(Records to process Opens)

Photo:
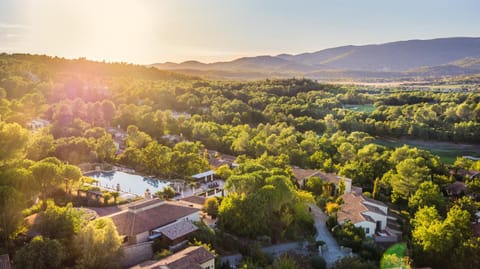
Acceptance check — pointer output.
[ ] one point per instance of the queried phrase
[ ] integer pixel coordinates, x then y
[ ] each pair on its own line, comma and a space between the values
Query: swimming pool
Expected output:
131, 183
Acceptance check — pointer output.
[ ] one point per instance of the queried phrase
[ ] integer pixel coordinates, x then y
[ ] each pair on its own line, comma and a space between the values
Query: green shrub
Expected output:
318, 262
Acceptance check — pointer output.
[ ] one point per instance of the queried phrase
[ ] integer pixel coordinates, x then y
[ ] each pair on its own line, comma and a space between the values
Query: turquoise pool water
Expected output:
128, 182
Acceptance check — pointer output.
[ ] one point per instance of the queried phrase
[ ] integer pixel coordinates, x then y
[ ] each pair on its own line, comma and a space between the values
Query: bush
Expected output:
318, 262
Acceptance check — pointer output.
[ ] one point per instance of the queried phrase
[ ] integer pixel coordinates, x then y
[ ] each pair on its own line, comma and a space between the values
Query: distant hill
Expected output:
403, 59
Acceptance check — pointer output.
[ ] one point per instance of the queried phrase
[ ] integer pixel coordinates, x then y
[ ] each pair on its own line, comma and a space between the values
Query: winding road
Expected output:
333, 251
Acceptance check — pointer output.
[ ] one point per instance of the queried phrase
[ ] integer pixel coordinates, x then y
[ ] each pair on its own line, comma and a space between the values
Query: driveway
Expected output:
333, 251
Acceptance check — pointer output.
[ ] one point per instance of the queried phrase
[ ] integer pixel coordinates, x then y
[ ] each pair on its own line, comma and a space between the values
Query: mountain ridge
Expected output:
409, 58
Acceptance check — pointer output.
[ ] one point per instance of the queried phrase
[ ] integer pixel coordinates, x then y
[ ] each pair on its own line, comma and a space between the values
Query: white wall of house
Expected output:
377, 217
142, 237
195, 216
368, 227
209, 264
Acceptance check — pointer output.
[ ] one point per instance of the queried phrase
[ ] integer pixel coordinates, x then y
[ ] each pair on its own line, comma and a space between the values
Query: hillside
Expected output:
402, 59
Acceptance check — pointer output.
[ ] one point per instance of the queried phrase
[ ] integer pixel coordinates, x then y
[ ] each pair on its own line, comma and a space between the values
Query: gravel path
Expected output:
333, 251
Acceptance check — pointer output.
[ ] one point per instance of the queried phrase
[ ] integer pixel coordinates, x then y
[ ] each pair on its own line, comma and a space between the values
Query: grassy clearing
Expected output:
369, 108
447, 151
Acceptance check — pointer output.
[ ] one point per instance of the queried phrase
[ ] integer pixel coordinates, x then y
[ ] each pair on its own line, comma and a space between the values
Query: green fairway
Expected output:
369, 108
447, 151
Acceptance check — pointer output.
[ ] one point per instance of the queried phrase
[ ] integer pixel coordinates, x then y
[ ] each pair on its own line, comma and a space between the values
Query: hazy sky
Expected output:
148, 31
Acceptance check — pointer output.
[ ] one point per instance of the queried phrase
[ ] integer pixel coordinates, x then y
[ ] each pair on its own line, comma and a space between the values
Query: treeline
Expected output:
169, 121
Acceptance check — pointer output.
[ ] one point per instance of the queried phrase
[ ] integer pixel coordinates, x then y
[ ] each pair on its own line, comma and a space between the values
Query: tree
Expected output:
41, 145
376, 188
442, 243
106, 148
409, 175
284, 262
60, 223
13, 139
40, 253
318, 262
211, 207
341, 187
347, 151
108, 111
315, 185
11, 205
115, 196
98, 245
223, 172
46, 175
427, 194
71, 175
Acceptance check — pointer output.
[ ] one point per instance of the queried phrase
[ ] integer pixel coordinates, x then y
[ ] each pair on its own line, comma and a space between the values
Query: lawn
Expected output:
447, 151
369, 108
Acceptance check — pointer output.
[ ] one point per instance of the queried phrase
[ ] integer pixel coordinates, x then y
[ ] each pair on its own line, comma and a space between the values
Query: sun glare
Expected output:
101, 30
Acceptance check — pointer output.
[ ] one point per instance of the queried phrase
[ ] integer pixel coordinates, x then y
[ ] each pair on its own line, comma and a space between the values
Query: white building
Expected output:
369, 214
138, 222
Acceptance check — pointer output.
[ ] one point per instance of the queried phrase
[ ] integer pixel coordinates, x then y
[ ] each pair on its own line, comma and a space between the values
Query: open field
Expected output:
369, 108
447, 151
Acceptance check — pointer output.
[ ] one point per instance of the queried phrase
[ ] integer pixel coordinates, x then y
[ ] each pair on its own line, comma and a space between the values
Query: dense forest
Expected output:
270, 124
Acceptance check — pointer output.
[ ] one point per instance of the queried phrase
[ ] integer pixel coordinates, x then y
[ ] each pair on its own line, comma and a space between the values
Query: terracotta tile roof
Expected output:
300, 174
189, 258
194, 199
373, 201
353, 208
131, 222
456, 187
178, 229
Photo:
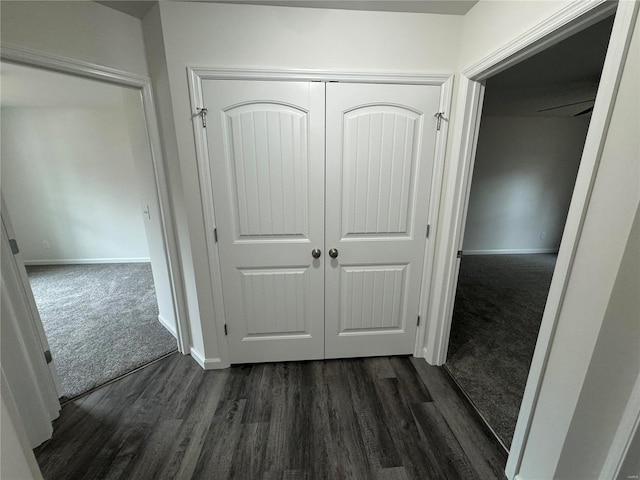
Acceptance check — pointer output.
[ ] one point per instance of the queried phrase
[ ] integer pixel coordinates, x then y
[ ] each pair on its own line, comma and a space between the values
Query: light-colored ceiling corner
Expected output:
135, 8
26, 87
139, 9
561, 81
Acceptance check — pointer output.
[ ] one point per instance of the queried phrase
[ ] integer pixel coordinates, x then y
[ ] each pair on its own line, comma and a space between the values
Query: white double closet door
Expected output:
340, 167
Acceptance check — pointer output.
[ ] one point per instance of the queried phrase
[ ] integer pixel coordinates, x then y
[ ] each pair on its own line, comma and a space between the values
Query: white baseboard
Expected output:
510, 251
171, 328
207, 363
88, 261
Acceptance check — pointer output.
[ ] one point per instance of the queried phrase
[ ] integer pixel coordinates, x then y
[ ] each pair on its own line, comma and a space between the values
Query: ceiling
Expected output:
568, 72
33, 87
446, 7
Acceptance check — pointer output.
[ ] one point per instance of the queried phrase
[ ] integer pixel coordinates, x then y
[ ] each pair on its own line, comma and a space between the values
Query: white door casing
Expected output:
268, 193
380, 151
266, 153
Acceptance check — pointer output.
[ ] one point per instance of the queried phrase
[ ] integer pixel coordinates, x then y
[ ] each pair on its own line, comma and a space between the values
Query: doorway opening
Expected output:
534, 123
78, 183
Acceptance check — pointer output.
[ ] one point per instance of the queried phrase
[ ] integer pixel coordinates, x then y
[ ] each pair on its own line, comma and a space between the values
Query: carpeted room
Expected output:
532, 133
75, 200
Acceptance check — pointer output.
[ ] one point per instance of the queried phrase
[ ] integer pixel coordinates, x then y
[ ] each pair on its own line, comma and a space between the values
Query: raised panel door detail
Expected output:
275, 302
379, 158
266, 146
372, 298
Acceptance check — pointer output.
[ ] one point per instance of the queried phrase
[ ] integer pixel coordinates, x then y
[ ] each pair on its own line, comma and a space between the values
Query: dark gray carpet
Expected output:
101, 321
496, 318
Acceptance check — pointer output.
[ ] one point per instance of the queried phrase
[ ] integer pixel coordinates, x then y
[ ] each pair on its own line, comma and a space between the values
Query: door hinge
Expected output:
202, 112
14, 246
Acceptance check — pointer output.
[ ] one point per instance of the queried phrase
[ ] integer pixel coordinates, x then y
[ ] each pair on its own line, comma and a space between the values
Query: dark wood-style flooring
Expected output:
373, 418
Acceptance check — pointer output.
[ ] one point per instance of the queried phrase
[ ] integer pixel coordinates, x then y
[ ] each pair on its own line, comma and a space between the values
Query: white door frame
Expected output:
57, 63
570, 20
197, 74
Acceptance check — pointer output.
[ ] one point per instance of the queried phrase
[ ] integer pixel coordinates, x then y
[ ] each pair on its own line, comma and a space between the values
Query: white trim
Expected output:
439, 156
27, 56
207, 363
605, 99
171, 328
624, 435
88, 261
197, 74
445, 276
207, 73
571, 19
510, 251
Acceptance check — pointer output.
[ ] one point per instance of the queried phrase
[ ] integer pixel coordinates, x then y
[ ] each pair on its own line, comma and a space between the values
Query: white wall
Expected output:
17, 461
596, 311
616, 351
147, 194
491, 24
82, 30
219, 35
68, 179
523, 179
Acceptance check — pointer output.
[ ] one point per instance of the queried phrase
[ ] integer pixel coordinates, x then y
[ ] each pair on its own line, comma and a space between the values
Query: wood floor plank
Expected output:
384, 418
488, 460
418, 462
381, 450
190, 439
440, 441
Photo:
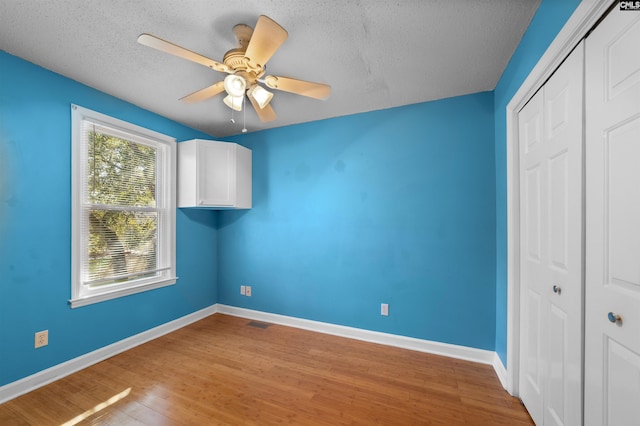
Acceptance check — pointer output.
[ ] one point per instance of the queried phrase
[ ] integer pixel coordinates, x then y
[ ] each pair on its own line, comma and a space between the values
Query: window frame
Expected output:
166, 148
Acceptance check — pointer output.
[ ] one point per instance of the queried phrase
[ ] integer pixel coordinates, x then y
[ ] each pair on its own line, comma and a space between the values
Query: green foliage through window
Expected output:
122, 216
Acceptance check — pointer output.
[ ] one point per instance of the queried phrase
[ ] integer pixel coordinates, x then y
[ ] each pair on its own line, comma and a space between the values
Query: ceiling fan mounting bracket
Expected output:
243, 34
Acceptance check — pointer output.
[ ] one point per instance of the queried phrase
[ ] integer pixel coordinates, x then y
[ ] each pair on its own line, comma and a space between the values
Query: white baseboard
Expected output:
437, 348
44, 377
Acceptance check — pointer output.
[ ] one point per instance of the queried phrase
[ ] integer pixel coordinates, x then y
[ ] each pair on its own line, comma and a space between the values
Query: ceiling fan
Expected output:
246, 68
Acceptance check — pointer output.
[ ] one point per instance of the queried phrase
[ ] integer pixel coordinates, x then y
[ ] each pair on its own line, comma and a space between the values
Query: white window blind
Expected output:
124, 208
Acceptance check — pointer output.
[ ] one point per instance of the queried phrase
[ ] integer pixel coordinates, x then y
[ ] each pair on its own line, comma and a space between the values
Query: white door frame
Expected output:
586, 15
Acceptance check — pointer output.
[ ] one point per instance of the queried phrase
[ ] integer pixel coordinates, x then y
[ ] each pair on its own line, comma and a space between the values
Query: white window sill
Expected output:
101, 297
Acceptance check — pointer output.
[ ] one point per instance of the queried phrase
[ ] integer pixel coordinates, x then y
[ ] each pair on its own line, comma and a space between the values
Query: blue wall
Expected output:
405, 206
394, 206
547, 22
35, 229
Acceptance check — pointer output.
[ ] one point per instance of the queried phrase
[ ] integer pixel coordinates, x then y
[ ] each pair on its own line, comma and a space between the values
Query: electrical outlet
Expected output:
42, 338
384, 309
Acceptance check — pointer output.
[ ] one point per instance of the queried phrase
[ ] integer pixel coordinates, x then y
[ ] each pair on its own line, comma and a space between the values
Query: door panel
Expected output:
558, 218
612, 344
551, 162
533, 272
623, 390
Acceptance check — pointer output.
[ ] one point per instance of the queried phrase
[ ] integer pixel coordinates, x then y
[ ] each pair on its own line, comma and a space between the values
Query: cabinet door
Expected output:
216, 174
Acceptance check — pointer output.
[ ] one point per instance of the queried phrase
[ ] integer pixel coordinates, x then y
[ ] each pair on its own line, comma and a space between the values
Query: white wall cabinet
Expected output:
214, 174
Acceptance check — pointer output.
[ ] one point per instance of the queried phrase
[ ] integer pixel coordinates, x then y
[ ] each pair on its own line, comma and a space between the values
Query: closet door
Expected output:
612, 335
551, 279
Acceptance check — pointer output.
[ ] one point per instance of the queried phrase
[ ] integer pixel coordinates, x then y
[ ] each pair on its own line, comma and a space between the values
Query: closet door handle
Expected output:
614, 318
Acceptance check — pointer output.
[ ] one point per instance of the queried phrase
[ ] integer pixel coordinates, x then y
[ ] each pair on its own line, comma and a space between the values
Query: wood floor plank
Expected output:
221, 370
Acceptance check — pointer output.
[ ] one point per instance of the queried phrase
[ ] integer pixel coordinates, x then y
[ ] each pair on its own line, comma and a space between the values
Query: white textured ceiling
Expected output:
375, 54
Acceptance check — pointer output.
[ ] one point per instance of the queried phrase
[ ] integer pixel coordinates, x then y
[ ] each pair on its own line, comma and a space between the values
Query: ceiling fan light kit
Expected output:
235, 85
234, 102
246, 68
261, 95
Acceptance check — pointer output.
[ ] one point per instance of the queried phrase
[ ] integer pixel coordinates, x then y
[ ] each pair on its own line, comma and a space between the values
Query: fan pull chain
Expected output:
244, 115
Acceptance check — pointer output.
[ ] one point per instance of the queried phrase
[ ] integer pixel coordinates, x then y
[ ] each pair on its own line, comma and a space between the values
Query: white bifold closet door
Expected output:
551, 236
612, 304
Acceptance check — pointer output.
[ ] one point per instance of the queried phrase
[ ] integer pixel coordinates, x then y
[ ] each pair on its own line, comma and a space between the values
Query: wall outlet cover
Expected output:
384, 309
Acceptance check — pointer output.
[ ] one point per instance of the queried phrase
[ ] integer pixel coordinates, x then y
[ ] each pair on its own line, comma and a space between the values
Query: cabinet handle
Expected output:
614, 318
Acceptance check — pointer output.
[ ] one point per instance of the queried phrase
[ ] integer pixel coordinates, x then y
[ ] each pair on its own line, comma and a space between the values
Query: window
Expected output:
123, 208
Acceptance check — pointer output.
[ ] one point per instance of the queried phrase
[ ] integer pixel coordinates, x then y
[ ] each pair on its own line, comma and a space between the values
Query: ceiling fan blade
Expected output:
206, 93
299, 87
267, 37
173, 49
265, 114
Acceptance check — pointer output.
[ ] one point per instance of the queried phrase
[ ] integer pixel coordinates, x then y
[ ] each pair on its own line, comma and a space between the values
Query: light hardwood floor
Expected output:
221, 370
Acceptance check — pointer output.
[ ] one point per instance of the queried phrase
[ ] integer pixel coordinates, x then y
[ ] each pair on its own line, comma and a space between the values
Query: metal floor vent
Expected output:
257, 324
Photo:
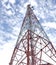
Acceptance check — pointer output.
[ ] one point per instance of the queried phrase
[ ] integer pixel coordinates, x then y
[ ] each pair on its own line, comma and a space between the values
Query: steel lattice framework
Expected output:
33, 46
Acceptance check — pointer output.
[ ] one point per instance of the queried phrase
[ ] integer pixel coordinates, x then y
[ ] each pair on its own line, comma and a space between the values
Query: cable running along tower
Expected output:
33, 46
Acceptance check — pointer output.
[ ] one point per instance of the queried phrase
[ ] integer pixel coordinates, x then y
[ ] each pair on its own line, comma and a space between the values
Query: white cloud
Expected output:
12, 1
50, 24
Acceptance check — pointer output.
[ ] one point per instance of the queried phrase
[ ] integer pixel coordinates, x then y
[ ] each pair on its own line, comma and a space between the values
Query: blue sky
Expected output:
12, 13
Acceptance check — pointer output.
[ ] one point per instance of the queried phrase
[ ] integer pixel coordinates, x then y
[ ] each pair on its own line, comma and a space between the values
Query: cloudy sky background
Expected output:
12, 13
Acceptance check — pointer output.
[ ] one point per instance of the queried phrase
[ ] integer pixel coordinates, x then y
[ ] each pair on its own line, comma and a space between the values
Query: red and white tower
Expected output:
33, 46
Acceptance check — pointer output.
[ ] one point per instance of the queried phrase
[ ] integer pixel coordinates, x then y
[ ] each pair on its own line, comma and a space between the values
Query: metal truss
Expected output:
33, 46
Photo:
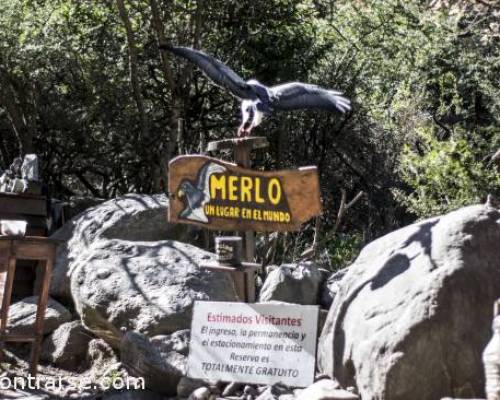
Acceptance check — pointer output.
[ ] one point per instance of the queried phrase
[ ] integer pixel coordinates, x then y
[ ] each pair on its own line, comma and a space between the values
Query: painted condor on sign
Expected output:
220, 195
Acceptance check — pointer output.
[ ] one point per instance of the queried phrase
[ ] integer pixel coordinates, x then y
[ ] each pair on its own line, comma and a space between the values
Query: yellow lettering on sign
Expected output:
258, 197
218, 184
232, 187
246, 188
274, 191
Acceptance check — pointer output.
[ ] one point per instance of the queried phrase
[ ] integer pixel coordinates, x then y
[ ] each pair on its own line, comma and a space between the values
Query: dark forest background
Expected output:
84, 85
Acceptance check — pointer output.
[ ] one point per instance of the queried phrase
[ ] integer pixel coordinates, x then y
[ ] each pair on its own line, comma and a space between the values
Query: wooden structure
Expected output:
226, 196
30, 208
229, 250
219, 195
12, 249
33, 210
242, 151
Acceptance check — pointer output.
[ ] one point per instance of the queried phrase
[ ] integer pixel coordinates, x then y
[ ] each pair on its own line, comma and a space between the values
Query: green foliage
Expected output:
342, 249
448, 175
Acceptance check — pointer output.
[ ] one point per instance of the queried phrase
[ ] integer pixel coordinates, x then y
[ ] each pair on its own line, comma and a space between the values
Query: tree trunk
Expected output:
133, 67
168, 75
17, 117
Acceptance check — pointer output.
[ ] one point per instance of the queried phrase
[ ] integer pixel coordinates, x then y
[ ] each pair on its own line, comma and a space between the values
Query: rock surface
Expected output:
22, 316
101, 357
149, 287
134, 217
67, 346
325, 389
177, 341
134, 395
161, 371
331, 287
413, 313
293, 283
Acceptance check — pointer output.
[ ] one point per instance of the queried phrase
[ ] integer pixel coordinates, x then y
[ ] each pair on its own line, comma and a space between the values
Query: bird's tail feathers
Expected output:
343, 104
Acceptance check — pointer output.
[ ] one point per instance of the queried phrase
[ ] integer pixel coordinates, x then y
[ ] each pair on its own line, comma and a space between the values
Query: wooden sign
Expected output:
253, 343
220, 195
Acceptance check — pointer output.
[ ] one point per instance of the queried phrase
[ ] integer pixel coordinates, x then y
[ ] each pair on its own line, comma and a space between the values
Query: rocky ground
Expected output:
407, 320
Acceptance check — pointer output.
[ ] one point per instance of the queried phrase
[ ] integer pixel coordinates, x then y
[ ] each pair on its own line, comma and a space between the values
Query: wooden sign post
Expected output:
219, 195
242, 149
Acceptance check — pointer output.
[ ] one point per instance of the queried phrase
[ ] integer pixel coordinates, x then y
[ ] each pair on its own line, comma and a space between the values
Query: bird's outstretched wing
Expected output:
218, 72
298, 95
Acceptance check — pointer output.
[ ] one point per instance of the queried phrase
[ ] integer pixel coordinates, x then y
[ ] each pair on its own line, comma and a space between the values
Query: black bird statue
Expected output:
197, 194
258, 100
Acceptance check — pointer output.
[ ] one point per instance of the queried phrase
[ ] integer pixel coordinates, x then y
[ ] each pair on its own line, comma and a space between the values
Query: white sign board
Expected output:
253, 343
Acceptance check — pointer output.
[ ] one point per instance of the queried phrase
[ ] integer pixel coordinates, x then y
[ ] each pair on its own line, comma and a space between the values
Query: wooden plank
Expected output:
32, 250
7, 294
219, 195
17, 338
23, 204
249, 142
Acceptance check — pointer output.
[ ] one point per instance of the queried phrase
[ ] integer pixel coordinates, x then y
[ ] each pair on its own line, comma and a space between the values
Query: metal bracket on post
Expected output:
242, 149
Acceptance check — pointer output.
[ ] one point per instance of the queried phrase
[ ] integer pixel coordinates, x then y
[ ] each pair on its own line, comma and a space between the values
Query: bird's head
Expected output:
251, 116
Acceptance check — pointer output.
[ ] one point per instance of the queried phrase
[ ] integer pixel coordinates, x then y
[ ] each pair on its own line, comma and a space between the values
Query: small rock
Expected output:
134, 395
326, 389
161, 370
101, 357
202, 393
231, 389
250, 390
331, 287
177, 341
321, 376
269, 394
22, 316
67, 346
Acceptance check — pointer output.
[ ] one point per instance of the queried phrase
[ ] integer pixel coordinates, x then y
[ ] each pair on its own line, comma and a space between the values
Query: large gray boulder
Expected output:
134, 217
148, 287
293, 283
161, 369
413, 313
22, 316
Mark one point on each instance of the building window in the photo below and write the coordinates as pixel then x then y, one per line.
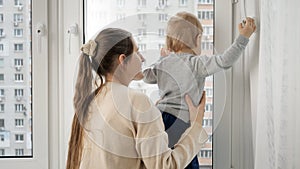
pixel 19 107
pixel 18 3
pixel 205 153
pixel 142 3
pixel 1 92
pixel 18 47
pixel 183 2
pixel 2 152
pixel 18 17
pixel 1 108
pixel 161 32
pixel 205 15
pixel 161 45
pixel 120 16
pixel 163 17
pixel 207 45
pixel 19 92
pixel 18 62
pixel 142 32
pixel 121 3
pixel 18 32
pixel 162 3
pixel 205 1
pixel 19 152
pixel 142 17
pixel 19 77
pixel 2 34
pixel 19 122
pixel 142 47
pixel 1 77
pixel 1 62
pixel 19 137
pixel 2 125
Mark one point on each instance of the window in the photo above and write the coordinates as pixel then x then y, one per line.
pixel 17 3
pixel 19 92
pixel 142 32
pixel 120 16
pixel 163 17
pixel 205 1
pixel 121 3
pixel 142 3
pixel 18 62
pixel 2 125
pixel 142 17
pixel 1 62
pixel 183 2
pixel 162 3
pixel 18 17
pixel 142 46
pixel 19 137
pixel 1 92
pixel 1 77
pixel 2 151
pixel 19 77
pixel 19 108
pixel 160 45
pixel 2 34
pixel 161 32
pixel 205 15
pixel 18 32
pixel 151 38
pixel 1 108
pixel 19 122
pixel 19 152
pixel 18 47
pixel 206 153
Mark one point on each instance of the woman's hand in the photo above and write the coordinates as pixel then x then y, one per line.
pixel 248 28
pixel 196 113
pixel 164 52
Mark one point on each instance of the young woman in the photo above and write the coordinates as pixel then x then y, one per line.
pixel 115 126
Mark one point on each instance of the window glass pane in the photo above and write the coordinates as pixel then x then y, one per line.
pixel 15 73
pixel 146 20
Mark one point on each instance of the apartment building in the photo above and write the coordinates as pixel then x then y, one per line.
pixel 15 78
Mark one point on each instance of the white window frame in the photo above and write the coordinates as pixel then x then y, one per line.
pixel 222 142
pixel 18 32
pixel 40 99
pixel 19 123
pixel 222 100
pixel 1 17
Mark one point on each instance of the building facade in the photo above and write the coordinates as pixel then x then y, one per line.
pixel 15 78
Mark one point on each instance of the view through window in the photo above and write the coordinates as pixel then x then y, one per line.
pixel 15 79
pixel 147 20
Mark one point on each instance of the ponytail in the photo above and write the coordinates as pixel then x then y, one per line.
pixel 82 99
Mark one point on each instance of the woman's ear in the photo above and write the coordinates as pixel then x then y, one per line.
pixel 121 58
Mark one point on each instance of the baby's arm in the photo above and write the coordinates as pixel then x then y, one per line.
pixel 209 65
pixel 150 75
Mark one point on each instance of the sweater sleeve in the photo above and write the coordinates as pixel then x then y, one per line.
pixel 152 141
pixel 207 66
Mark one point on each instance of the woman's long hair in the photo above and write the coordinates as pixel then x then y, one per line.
pixel 111 43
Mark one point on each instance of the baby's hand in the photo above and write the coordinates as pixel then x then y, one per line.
pixel 248 28
pixel 164 52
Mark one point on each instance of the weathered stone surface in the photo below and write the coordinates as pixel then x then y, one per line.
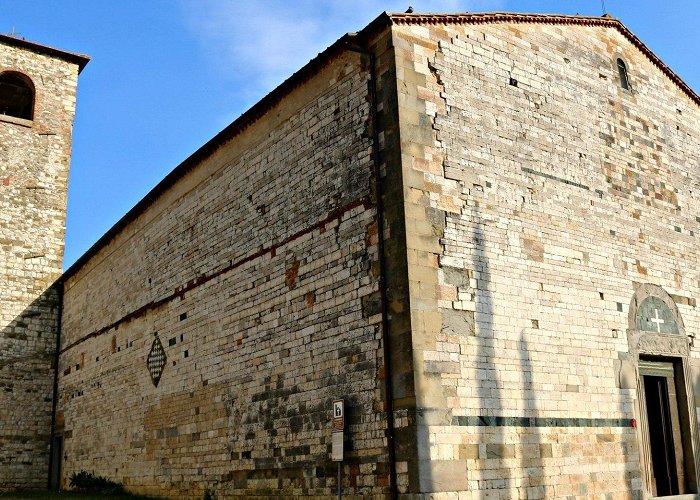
pixel 34 161
pixel 265 316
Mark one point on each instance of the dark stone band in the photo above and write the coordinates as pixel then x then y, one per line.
pixel 481 421
pixel 555 178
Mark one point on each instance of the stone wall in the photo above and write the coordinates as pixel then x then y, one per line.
pixel 34 161
pixel 539 196
pixel 257 273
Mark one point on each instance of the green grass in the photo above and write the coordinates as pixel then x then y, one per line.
pixel 65 495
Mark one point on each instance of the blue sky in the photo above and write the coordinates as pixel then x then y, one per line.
pixel 167 75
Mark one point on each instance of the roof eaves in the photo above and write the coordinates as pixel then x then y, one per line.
pixel 508 17
pixel 80 59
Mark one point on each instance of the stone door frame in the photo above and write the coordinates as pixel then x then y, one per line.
pixel 668 347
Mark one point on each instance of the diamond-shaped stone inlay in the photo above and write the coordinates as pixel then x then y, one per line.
pixel 156 360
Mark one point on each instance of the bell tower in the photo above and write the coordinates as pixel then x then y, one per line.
pixel 37 104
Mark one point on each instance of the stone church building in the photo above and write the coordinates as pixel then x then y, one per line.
pixel 478 230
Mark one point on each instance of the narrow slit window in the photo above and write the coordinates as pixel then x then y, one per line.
pixel 624 78
pixel 16 95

(Records to process Closes)

**The task:**
Copy all lines above containing the string "handle".

**Task solution:**
Query: closet door handle
Query: cabinet handle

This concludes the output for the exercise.